(TEXT SECTION)
Wednesday, January 11, 2006

Arrested Development's 3 Years, 5 Months & 2 Days in the Life Of...

There's just something about early-90's hip-hop that is so friggin' F-U-N. The beats seem more lively and crisp, the flow seems more lyrical, the image so clean cut: the early 90's truly saw hip hop at its final peak before the drudgery that gangsta rap would impose throughout the rest of the decade.

3 Years, 5 Months... came in a year where it was all about to change. While Speech and the crew had us all grooving to revisions of Sly and the Family Stone's "Everyday People" (despite the fact that the version we all know and love is the Metamorphis mix and not the album version), Dr. Dre was slowing brewing The Chronic later that year, bringing about a West Coast mindset that had hip hop in a death grip for much of the next five years.

But no matter - until that time, Arrested Development was so overtly positive, and in such an infectuous way, that it was hard not to get caught up with them and ride on the good vibes...albeit neo-African American hippie ones, at that. While PM Dawn were too new age-y, corny, and sensitive not to raise suspicions, Arrested Development were earthy, roots-driven good folk, if the roots were comprised of 70's San Fran funk and earthy meant traditional African robes. Arrested Development made soul-searching such a comfortable thing, and, when packaged with punchy beats, complete with late 60s JB funk breaks, positive insight seemed like a party all could, and would, want to attend.

That's, of course, neglecting that Speech basically laid way for what would become Wyclef Jean a few years later. Take Speech, add reggae and an element of extreme corniness, an acoustic guitar and voila! Wyclef. Arrested Development's political and spiritual consciousness wasn't and isn't in itself a deterrent, but when packaged with some of the 'alternative rap' that followed in its wake - Wyclef, Michael Franti, etc - it becomes clearer that there will be a disinclination to Arrested Development's place in the hip hop hall of fame.
(End TEXT SECTION)
(LISTED ENTRIES)
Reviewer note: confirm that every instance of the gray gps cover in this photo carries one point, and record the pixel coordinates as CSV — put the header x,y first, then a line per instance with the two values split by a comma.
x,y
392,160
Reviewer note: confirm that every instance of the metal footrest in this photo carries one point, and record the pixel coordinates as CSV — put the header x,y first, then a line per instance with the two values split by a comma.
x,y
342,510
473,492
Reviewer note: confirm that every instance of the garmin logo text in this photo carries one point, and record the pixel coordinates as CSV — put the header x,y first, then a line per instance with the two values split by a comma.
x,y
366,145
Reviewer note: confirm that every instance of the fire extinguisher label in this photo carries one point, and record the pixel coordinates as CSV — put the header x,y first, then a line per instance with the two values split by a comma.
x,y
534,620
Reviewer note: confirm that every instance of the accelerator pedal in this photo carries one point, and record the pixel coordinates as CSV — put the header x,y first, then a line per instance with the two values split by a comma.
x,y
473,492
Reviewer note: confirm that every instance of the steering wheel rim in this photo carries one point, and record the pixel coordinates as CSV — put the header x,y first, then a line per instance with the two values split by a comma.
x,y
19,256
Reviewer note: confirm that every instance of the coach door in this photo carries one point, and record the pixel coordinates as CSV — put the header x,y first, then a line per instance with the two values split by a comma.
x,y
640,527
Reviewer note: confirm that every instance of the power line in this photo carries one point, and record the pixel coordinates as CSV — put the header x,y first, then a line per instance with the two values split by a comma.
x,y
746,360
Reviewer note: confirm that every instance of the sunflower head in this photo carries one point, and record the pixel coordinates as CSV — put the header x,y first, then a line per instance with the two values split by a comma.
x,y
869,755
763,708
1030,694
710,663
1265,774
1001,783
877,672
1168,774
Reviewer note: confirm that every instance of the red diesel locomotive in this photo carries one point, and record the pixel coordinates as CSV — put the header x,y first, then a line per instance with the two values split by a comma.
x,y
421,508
(End LISTED ENTRIES)
TASKS
[A] Copy the part of the album review that opens with the words containing "3 Years, 5 Months..." and closes with "next five years.".
[B] Answer these questions using the album review:
(i) Which mix of "Everyday People" does the review call the version everyone knows?
(ii) What album was Dr. Dre brewing later that year?
(iii) Who does the review say Speech laid the way for a few years later?
[C] Decide whether each statement agrees with the album review. Answer yes or no, and quote the words from the review that settle it.
(i) PM Dawn are described as too new age-y.
(ii) The review says the early 90's saw hip hop at its first peak.
(iii) Michael Franti is named among the alternative rap that followed Arrested Development.

RESPONSES FOR EACH TASK
[A]
3 Years, 5 Months... came in a year where it was all about to change. While Speech and the crew had us all grooving to revisions of Sly and the Family Stone's "Everyday People" (despite the fact that the version we all know and love is the Metamorphis mix and not the album version), Dr. Dre was slowing brewing The Chronic later that year, bringing about a West Coast mindset that had hip hop in a death grip for much of the next five years.

[B]
(i) The Metamorphis mix
(ii) The Chronic
(iii) Wyclef Jean

[C]
(i) Yes: "PM Dawn were too new age-y, corny, and sensitive not to raise suspicions"
(ii) No: "the early 90's truly saw hip hop at its final peak"
(iii) Yes: "some of the 'alternative rap' that followed in its wake - Wyclef, Michael Franti, etc"